__DIRECTIONS__. Output only the span of lines that begins at the line containing "Note: in this drill we tag each instance of the overcast" and ends at the last line of the data, both included, exactly as they appear.

__DATA SUPPLIED__.
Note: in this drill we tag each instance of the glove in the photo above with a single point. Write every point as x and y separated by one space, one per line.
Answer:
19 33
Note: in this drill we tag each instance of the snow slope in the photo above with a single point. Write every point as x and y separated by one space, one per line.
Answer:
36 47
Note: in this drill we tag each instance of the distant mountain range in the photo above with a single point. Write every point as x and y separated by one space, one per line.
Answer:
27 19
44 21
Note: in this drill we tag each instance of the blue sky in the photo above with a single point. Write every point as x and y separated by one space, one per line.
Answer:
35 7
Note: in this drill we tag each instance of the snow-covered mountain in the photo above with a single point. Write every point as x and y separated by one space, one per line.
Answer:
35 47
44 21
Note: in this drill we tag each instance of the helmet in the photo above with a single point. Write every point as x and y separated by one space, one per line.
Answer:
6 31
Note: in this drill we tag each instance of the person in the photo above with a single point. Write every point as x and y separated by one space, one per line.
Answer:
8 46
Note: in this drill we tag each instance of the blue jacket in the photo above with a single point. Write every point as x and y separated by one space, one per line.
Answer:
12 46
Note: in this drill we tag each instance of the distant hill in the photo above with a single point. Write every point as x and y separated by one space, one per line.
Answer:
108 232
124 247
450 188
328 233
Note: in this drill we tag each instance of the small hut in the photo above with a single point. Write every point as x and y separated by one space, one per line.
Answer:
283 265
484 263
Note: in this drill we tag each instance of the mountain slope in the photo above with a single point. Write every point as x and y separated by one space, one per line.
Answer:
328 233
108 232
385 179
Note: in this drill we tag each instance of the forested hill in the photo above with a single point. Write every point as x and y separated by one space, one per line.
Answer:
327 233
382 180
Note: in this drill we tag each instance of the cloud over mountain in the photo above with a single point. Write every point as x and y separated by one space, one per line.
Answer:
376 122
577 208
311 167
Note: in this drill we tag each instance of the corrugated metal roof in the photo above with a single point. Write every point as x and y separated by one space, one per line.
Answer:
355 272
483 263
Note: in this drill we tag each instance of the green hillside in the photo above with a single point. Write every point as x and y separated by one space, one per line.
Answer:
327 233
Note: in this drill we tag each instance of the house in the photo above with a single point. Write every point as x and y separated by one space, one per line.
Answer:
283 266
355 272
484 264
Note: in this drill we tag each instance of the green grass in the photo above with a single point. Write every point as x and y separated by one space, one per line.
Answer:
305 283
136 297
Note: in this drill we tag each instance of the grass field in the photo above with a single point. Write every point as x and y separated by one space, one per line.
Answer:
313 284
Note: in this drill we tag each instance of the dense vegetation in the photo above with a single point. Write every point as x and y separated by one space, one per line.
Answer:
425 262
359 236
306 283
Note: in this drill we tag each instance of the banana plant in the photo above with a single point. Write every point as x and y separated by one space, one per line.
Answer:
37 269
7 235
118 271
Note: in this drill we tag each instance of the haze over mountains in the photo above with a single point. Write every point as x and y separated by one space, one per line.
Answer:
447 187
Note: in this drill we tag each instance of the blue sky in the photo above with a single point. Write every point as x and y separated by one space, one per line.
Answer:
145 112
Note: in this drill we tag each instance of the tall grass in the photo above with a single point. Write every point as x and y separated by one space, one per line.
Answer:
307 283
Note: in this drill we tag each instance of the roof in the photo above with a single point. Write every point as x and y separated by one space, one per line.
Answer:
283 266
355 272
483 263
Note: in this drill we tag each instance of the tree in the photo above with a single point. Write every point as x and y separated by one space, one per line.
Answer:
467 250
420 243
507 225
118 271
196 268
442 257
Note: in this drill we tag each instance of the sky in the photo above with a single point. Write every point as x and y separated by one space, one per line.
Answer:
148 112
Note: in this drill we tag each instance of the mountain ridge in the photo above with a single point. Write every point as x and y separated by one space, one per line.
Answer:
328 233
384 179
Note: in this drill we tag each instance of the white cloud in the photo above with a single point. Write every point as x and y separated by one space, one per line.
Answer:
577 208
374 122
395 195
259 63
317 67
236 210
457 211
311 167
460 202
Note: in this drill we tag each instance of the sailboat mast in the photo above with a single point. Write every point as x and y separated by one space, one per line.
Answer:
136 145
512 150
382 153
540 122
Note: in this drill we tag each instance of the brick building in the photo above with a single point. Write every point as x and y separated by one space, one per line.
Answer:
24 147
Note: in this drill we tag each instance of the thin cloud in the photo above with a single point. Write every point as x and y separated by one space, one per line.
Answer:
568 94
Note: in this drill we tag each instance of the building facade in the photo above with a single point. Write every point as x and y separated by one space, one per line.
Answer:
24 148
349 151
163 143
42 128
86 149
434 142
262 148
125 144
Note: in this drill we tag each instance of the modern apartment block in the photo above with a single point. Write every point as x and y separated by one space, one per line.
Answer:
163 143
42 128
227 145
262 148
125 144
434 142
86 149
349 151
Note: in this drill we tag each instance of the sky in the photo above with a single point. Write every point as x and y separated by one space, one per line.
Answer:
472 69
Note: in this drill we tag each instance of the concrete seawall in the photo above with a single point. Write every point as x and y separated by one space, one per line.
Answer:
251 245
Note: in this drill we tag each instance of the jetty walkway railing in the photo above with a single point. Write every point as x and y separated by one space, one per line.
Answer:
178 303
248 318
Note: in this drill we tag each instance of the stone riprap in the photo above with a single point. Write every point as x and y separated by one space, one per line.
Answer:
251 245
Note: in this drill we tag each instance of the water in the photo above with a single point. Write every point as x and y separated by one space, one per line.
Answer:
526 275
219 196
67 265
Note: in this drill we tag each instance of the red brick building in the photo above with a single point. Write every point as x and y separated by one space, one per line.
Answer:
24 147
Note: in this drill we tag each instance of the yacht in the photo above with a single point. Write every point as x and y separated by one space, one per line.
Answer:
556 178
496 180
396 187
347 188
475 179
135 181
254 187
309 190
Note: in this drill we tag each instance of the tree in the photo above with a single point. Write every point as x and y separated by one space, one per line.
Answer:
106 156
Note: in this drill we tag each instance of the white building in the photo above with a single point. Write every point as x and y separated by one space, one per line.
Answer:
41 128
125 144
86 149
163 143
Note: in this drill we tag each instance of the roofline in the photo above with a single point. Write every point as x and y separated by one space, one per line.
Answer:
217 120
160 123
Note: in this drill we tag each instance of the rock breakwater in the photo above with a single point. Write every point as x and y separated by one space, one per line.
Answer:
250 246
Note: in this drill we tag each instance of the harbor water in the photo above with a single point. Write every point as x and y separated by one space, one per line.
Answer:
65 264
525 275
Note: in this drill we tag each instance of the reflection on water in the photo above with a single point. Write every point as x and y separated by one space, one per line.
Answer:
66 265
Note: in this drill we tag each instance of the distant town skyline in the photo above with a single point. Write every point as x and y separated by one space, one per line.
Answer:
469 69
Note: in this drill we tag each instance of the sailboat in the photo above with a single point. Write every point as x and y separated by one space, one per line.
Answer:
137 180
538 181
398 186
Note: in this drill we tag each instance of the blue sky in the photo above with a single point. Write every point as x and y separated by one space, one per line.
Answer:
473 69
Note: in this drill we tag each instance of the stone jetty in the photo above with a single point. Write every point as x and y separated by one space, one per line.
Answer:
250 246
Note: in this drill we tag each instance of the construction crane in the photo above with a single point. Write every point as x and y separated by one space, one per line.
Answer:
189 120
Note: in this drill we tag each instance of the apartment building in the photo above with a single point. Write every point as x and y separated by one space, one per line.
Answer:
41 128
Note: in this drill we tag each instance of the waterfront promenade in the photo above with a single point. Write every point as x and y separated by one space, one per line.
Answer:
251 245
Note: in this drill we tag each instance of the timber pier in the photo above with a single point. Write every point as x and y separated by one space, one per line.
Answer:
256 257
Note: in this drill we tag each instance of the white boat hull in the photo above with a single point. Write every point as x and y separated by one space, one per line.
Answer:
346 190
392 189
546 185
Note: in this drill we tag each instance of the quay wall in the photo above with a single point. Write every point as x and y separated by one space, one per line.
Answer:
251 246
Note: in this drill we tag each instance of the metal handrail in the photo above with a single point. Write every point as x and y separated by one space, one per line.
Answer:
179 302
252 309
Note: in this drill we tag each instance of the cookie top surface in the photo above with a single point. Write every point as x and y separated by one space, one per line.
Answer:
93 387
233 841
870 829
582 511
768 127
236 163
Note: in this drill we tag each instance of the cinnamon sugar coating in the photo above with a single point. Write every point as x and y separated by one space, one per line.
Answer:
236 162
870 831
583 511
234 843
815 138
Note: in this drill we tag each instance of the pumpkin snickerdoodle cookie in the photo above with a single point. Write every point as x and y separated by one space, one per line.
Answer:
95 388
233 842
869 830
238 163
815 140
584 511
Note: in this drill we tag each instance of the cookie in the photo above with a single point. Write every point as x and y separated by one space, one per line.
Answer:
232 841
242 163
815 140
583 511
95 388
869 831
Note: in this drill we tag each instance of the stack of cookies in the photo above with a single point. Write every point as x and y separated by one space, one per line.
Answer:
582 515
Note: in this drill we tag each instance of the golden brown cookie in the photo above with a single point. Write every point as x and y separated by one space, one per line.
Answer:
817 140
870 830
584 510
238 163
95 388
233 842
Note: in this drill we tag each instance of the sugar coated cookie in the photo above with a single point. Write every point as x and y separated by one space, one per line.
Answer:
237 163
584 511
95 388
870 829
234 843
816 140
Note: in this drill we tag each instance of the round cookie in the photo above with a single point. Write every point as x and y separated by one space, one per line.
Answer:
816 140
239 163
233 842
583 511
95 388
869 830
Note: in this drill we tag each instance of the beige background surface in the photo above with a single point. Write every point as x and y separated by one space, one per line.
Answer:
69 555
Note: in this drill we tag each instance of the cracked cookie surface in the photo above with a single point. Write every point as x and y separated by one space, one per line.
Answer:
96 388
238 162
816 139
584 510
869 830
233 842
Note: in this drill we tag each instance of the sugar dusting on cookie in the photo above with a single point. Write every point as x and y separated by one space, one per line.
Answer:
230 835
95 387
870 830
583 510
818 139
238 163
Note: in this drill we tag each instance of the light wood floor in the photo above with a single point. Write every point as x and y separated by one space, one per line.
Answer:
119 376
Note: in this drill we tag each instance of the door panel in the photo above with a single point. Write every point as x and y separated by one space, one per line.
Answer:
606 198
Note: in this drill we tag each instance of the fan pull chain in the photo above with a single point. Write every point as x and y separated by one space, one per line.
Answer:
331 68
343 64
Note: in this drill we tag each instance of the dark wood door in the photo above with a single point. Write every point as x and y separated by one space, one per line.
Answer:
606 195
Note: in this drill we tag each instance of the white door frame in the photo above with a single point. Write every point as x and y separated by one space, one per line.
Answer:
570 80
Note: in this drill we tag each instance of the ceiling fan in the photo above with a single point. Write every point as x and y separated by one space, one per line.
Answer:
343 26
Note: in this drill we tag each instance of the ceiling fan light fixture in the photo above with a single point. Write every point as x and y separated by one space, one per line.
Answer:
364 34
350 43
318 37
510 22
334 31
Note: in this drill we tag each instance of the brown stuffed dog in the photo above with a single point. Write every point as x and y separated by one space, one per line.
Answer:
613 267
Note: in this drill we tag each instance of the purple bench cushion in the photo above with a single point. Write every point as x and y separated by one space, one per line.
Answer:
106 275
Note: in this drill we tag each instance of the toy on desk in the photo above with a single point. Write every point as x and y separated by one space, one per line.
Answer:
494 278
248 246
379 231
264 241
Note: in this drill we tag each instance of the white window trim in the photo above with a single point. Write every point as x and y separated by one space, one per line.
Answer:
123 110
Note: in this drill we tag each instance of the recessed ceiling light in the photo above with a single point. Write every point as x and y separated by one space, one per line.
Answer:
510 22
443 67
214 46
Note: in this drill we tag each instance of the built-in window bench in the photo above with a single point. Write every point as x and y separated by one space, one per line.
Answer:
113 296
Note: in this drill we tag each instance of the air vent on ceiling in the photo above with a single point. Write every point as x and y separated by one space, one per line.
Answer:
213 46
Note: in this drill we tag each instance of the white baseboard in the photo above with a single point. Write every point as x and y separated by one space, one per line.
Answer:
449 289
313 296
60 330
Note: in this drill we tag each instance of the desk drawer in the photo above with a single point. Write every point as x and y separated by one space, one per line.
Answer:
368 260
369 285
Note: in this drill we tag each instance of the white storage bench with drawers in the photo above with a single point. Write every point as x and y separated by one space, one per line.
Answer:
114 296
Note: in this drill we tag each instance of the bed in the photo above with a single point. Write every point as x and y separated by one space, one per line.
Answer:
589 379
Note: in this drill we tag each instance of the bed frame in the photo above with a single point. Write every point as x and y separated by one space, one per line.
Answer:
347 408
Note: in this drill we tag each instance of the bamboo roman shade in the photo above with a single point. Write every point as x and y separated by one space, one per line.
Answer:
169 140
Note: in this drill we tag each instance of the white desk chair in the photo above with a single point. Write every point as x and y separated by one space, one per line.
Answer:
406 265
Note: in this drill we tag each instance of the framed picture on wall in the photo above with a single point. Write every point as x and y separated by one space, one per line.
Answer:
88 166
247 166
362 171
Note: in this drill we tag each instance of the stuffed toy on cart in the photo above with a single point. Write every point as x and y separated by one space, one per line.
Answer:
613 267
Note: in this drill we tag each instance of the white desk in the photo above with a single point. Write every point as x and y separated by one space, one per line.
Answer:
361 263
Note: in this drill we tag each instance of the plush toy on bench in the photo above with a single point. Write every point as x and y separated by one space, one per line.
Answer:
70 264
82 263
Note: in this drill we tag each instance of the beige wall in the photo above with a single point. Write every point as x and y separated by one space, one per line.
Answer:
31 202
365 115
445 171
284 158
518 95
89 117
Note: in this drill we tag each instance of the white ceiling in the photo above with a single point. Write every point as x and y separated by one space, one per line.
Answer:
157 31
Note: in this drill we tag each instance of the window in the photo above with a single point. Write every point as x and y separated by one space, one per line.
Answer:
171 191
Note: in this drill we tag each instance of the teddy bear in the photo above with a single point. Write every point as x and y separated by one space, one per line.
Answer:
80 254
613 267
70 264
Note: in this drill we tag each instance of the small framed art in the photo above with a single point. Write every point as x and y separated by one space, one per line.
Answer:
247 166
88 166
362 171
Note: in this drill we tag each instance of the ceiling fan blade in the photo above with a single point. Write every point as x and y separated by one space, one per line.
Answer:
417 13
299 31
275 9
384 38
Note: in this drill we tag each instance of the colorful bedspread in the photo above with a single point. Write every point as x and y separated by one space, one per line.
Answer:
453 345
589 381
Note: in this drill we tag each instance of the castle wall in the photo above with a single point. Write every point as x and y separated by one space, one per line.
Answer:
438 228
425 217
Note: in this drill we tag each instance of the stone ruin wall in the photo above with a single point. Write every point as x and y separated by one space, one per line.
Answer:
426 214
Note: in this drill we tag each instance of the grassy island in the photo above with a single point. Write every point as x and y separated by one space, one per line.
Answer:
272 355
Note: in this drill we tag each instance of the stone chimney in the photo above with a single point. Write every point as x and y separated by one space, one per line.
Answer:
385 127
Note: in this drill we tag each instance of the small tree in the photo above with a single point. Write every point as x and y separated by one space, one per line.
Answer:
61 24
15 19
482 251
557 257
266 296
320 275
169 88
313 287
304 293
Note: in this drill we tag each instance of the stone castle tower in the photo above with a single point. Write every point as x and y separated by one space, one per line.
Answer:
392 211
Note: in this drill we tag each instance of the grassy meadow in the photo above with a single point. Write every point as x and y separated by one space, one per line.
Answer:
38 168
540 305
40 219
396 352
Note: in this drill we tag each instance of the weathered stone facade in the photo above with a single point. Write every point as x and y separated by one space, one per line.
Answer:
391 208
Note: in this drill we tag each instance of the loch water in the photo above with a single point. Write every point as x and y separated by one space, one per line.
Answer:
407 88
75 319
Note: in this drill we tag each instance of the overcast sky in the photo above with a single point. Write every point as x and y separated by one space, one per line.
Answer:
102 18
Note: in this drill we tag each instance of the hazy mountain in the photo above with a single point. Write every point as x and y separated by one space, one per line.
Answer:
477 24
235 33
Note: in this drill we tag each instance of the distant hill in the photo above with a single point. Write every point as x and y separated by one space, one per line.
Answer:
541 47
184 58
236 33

__TASK SOLUTION__.
Note: in this drill we tag each instance of the overcast sky in the photo above with a single point. Write every point as x and y separated by one space, one per line.
Answer:
102 18
Note: in this drill we tag each instance of the hazy mountain in the photo above with a single point. Write every point as x and y separated by one space, one per line.
Answer:
477 24
235 33
Note: in this drill we tag each instance of the distant hill in the photo above with a single point. Write every point as x and y separated by one space, one per line.
Answer:
541 47
184 58
236 33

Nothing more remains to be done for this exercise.